DIRECTIONS FOR THIS TASK → List every line of the material below that contains the word "sample", copying each line in full. Match case exactly.

--- begin MATERIAL SUPPLIED ---

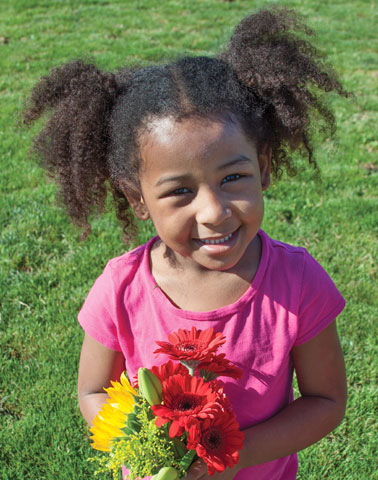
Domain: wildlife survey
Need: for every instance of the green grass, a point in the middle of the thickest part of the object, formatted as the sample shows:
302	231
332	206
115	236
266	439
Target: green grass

--- end MATERIAL SUPPLIED ---
--- begin MATERIAL SUPPLIED ---

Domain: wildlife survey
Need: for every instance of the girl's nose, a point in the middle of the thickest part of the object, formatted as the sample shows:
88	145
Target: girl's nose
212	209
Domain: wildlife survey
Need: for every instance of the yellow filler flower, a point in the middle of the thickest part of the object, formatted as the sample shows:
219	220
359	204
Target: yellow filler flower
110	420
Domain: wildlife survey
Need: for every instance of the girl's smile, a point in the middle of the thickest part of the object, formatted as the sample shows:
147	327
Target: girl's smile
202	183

--- end MATERIAL SUPPLIED ---

WRITTEN ANSWER →
Need: for every instance of the green grass, a point in the middle of the thickest part of the object, formatted as the sample shows:
Need: for every instance of the girl's nose, a point in the middle of the thickest part of the object, formatted as the sample shows:
Need: for every instance of the yellow filler flower, a point in the middle of the thickest part of the object, formatted as the sample shows:
Need: for every instance of the girl's smile, a point in the middle of the thickest part of the object, formatted as the sample shows:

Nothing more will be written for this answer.